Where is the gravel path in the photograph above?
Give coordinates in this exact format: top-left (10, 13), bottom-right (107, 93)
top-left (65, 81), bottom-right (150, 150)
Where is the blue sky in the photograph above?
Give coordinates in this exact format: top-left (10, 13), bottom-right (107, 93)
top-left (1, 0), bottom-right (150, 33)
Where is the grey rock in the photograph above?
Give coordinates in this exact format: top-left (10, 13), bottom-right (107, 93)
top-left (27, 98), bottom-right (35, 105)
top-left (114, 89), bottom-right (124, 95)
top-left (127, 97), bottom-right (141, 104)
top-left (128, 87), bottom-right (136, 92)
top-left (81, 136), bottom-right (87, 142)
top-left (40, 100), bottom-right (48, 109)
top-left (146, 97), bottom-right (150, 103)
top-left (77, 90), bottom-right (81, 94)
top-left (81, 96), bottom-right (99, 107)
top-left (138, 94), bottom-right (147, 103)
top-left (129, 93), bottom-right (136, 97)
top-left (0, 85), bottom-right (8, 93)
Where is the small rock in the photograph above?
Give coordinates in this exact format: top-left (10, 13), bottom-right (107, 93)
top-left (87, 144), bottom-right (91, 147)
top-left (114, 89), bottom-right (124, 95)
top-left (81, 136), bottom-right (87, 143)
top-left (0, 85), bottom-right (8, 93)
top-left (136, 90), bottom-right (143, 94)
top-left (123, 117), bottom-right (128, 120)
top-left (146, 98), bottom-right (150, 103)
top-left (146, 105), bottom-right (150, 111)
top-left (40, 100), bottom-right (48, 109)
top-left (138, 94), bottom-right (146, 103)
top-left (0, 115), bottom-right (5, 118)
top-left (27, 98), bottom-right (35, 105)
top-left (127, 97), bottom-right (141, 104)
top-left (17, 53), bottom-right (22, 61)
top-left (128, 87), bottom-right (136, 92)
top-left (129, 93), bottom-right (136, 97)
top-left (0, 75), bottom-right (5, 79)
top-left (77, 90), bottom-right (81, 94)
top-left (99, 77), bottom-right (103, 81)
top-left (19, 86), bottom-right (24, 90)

+---+

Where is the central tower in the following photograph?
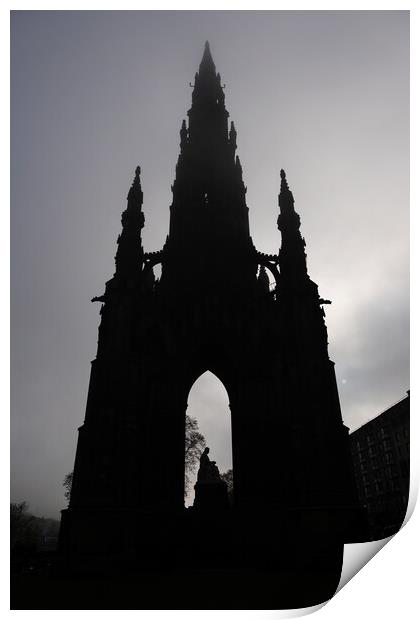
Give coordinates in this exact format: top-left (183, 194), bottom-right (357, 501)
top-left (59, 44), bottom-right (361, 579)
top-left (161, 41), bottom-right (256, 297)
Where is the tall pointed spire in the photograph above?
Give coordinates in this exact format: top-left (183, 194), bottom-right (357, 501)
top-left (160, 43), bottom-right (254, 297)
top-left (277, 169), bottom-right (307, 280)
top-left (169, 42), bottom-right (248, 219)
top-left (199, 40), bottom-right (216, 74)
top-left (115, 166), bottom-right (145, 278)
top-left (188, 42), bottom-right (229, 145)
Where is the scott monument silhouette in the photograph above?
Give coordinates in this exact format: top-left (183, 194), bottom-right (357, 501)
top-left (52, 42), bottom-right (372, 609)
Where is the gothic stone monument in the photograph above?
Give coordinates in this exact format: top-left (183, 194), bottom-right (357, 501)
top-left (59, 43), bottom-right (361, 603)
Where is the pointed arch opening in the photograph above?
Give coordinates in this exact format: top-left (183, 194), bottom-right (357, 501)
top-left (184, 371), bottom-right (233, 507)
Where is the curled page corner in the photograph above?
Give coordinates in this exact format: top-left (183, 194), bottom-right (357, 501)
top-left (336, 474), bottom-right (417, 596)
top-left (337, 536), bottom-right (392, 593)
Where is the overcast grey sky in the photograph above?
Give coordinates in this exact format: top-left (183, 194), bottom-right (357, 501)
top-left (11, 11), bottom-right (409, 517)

+---+

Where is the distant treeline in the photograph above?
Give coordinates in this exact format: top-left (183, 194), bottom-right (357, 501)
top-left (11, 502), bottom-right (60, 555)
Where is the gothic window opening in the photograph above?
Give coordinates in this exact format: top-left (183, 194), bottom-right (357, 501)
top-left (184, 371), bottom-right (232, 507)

+---+

Exercise description: Would you please repeat exactly the lines above, starting at the line with "Where is the gothic stone" and stopping at the line with "Where is the curled", both included?

Your solution:
Where is the gothic stone monument in the photograph above?
Give coordinates in this exact format: top-left (183, 194), bottom-right (357, 501)
top-left (59, 43), bottom-right (361, 603)
Where is the pointed arch opening in the photograph above?
Give coordinates in this exact format: top-left (183, 194), bottom-right (357, 501)
top-left (184, 371), bottom-right (233, 507)
Where is the curled page corner in the photograph above?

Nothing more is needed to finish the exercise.